(Work to complete) Go through the records and extract every line with the word "Target".

(Recorded data)
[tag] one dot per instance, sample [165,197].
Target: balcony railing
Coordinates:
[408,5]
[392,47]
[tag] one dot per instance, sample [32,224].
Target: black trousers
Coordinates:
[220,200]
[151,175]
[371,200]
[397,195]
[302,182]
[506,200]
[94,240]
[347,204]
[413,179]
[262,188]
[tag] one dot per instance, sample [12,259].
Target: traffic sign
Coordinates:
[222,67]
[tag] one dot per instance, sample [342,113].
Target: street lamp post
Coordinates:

---

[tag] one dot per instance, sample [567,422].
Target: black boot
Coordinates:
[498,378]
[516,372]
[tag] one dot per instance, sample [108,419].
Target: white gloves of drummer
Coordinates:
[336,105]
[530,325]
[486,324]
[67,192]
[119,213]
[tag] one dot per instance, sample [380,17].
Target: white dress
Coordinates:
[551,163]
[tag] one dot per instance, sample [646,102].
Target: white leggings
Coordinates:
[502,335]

(Response area)
Target: balcony railing
Target: black trousers
Target: traffic sign
Target: street lamp post
Target: black boot
Target: white gloves of drummer
Target: white dress
Target: white leggings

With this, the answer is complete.